__PARA FAZER__
1 - Reproduza o trecho da crítica sobre Brothers que começa nas palavras "05 de janeiro" e vai até as palavras "cinema é questionável.", inclusive.
2 - Segundo a crítica sobre Brothers, qual outro filme de Susanne Bier já havia chegado aqui antes?
3 - Redija a continuação da crítica sobre Brothers a partir do ponto em que ela termina.

__TEXTO DE ORIGEM__
┏━━
A ASPEREZA DINAMARQUESA
 

 

05 de janeiro de 2006

Creio que o gênio do cinema dinamarquês atual é Lars Von Trier, o único que pode equiparar-se ao rigor e à profundidade estéticos do clássico Carl Theodor Dreyer. Mas, graças ao prestígio de Trier e à sua audácia em propor uma revolução cinematográfica a que chamou Dogma 95, se criou em torno de seu nome satélites que prometem ser lendários, mas cuja capacidade de sobrevivência nos anos do cinema é questionável.

Susanne Bier é um destes indivíduos que circulam nas sombras de Von Trier. Brothers (Brode; 2004) é o segundo filme dela que aporta aqui; o outro, Corações livres (2002), era uma curiosidade de câmara livre e narrativa aberta. Brothers é menos bem-sucedido: a aspereza de seu rigor formal incomoda seguidamente e aborrece em quase todos os planos; a trivialidade em que os propósitos do Dogma 95 se deleitam para despir de artifícios o cinema, parece opaca e sem transcendência em Brothers. É bem verdade que uma análise assim, feita de minúcias formais e obediente ao velho estigma autoral, pode parecer anacrônica diante daquilo que veio instaurar o excêntrico movimento cinematográfico escandinavo. Mas, inevitavelmente, Brothers não é um filme defensável, que origine prazer e proporcione um autêntico desfrute crítico, que é algo que o Dogma 95 não pôde acabar: os filmes de Von Trier, todos excepcionalmente prazerosos mesmo dentro de sua secura e rigor, o revelam.
┗━━
__ENTRADAS BRUTAS__
┏━━
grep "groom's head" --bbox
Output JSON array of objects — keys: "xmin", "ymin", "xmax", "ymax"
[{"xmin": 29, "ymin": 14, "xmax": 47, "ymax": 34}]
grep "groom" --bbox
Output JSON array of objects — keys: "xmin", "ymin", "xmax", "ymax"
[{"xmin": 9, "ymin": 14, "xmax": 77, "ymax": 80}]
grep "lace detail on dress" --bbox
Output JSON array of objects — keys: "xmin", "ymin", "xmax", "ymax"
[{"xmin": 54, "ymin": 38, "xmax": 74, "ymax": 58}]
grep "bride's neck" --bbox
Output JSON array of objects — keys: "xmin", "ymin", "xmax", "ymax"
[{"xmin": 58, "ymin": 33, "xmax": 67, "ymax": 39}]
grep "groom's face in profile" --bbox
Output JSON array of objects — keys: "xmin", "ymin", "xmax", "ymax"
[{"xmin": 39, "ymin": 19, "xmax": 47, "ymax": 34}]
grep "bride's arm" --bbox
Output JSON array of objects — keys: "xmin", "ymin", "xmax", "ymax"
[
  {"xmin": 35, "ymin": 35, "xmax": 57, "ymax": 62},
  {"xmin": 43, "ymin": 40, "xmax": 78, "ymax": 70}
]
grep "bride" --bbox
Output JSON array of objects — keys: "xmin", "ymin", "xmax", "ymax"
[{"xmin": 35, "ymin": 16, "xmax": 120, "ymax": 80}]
┗━━
┏━━
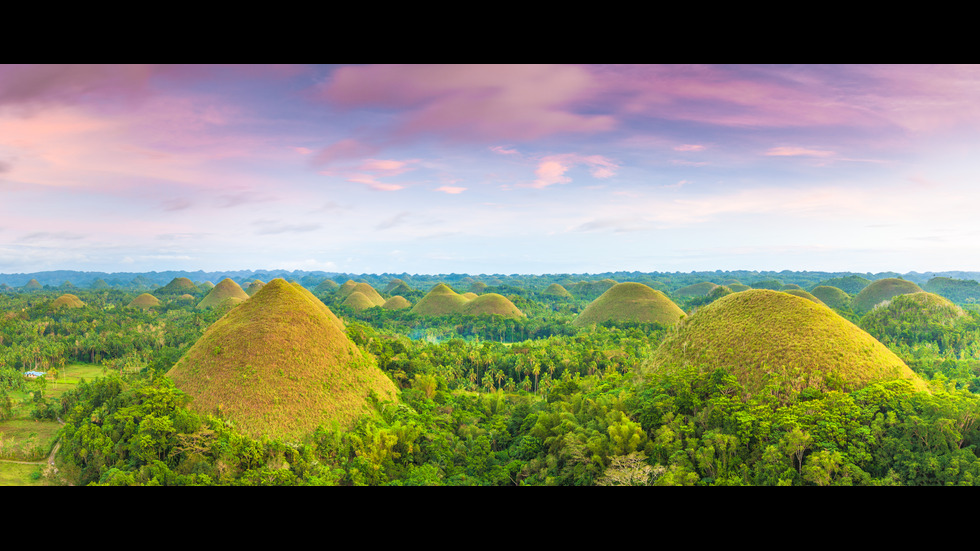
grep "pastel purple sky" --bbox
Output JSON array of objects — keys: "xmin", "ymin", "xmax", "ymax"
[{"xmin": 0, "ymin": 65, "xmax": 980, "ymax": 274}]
┗━━
__RESULTADOS DO EXERCÍCIO__
1 -
05 de janeiro de 2006

Creio que o gênio do cinema dinamarquês atual é Lars Von Trier, o único que pode equiparar-se ao rigor e à profundidade estéticos do clássico Carl Theodor Dreyer. Mas, graças ao prestígio de Trier e à sua audácia em propor uma revolução cinematográfica a que chamou Dogma 95, se criou em torno de seu nome satélites que prometem ser lendários, mas cuja capacidade de sobrevivência nos anos do cinema é questionável.

2 - Corações livres (2002).

3 -
A trama de Brothers mistura meio disparatadamente duas realidades; uma realidade de conflito familiar dinamarquês em que dois irmãos se digladiam depois que, dada a ausência de um por motivos bélicos, o outro se afeiçoa (sem consumar nada) à esposa do ausente; e uma outra realidade de um oficial dinamarquês feito prisioneiro de fanáticos árabes no Afeganistão. Na verdade, Bier não organiza bem nenhuma das realidades de que se cerca: até a simbologia do olho em primeiro plano, com as frases de amor de um homem cuja voz parece perturbada, abrindo e fechando o filme, se afigura gratuita e superficial .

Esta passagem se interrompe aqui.